Directive:
Locate each line in the data below that contains the word "hand", and copy those lines.

Task data:

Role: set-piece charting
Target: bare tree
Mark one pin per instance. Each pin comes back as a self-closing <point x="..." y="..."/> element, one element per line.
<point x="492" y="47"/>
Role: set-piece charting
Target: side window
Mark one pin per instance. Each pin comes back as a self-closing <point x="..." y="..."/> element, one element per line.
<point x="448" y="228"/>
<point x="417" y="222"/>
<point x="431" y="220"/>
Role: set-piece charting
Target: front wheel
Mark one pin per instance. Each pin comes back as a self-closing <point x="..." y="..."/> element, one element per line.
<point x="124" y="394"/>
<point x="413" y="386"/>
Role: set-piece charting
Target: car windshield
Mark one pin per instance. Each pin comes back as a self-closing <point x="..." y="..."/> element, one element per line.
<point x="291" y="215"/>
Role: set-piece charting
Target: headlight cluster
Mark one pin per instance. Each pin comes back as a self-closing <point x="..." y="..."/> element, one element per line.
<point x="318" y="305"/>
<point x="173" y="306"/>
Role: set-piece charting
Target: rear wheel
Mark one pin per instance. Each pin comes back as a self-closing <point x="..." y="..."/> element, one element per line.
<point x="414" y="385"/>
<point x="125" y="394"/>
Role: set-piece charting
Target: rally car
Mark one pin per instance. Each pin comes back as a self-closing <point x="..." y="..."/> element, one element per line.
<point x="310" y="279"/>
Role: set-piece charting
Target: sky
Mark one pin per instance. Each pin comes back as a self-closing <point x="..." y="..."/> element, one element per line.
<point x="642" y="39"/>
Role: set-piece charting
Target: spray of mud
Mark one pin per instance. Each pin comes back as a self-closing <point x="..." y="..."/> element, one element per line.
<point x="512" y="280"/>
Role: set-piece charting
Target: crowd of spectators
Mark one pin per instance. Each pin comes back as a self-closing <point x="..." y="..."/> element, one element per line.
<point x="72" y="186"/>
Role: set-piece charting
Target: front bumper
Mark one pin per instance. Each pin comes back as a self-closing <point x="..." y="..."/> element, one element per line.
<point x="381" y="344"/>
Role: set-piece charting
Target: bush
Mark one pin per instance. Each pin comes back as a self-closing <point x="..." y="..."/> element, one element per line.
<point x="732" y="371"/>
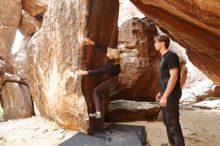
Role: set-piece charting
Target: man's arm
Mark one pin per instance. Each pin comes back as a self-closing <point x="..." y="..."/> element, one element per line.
<point x="170" y="85"/>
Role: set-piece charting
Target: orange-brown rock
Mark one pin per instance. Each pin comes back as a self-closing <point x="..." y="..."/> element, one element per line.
<point x="19" y="60"/>
<point x="124" y="110"/>
<point x="139" y="60"/>
<point x="17" y="101"/>
<point x="56" y="51"/>
<point x="10" y="15"/>
<point x="35" y="7"/>
<point x="192" y="23"/>
<point x="29" y="24"/>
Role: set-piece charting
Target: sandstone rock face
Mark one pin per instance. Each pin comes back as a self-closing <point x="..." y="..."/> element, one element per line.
<point x="56" y="50"/>
<point x="127" y="11"/>
<point x="139" y="60"/>
<point x="19" y="60"/>
<point x="193" y="24"/>
<point x="29" y="25"/>
<point x="124" y="110"/>
<point x="10" y="15"/>
<point x="16" y="101"/>
<point x="35" y="7"/>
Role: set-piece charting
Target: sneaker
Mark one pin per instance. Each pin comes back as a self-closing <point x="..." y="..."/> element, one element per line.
<point x="95" y="115"/>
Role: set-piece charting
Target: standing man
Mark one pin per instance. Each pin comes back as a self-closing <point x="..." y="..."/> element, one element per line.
<point x="170" y="91"/>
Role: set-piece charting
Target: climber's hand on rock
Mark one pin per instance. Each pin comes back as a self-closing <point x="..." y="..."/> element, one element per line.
<point x="87" y="41"/>
<point x="158" y="97"/>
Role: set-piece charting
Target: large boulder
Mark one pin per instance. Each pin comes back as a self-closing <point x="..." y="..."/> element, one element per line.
<point x="193" y="24"/>
<point x="10" y="15"/>
<point x="35" y="7"/>
<point x="56" y="51"/>
<point x="139" y="61"/>
<point x="124" y="111"/>
<point x="19" y="60"/>
<point x="16" y="101"/>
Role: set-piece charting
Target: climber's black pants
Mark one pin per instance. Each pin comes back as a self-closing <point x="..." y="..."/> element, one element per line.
<point x="171" y="120"/>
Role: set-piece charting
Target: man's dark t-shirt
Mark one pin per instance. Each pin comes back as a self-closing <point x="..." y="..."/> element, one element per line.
<point x="169" y="61"/>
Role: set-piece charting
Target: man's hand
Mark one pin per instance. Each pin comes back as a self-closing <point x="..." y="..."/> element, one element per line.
<point x="87" y="41"/>
<point x="163" y="101"/>
<point x="158" y="97"/>
<point x="81" y="73"/>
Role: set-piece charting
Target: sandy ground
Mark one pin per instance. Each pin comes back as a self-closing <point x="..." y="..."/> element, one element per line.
<point x="200" y="128"/>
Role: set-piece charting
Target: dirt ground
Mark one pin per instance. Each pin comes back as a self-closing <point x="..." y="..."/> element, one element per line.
<point x="200" y="128"/>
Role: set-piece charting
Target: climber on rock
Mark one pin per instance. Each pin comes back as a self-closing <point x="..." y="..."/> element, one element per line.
<point x="112" y="69"/>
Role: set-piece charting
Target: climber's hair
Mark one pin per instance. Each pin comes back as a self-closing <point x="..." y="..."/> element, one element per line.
<point x="163" y="38"/>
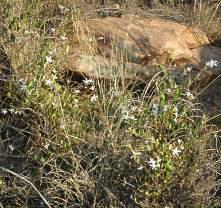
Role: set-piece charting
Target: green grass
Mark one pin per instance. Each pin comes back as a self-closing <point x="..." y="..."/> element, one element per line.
<point x="100" y="144"/>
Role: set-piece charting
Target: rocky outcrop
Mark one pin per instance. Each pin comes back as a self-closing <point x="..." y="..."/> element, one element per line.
<point x="141" y="43"/>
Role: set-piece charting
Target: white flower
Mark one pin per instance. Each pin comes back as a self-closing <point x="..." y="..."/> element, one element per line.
<point x="61" y="7"/>
<point x="49" y="82"/>
<point x="92" y="88"/>
<point x="155" y="109"/>
<point x="12" y="110"/>
<point x="18" y="112"/>
<point x="90" y="40"/>
<point x="100" y="38"/>
<point x="179" y="141"/>
<point x="11" y="147"/>
<point x="94" y="98"/>
<point x="52" y="30"/>
<point x="88" y="81"/>
<point x="168" y="90"/>
<point x="126" y="116"/>
<point x="46" y="146"/>
<point x="53" y="52"/>
<point x="4" y="111"/>
<point x="187" y="70"/>
<point x="63" y="38"/>
<point x="77" y="91"/>
<point x="153" y="164"/>
<point x="140" y="168"/>
<point x="189" y="95"/>
<point x="49" y="60"/>
<point x="165" y="108"/>
<point x="176" y="151"/>
<point x="212" y="63"/>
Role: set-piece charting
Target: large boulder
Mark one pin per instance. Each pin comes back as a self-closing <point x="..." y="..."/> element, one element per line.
<point x="144" y="43"/>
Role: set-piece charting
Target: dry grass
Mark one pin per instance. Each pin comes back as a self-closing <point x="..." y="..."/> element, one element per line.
<point x="108" y="147"/>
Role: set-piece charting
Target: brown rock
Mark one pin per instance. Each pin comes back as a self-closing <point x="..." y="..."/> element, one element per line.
<point x="141" y="41"/>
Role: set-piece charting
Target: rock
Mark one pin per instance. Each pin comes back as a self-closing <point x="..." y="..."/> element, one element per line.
<point x="99" y="67"/>
<point x="141" y="43"/>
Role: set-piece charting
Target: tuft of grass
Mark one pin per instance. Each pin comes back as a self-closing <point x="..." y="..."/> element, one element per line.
<point x="98" y="143"/>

Solution to this task:
Target: climber's hand on rock
Target: man's hand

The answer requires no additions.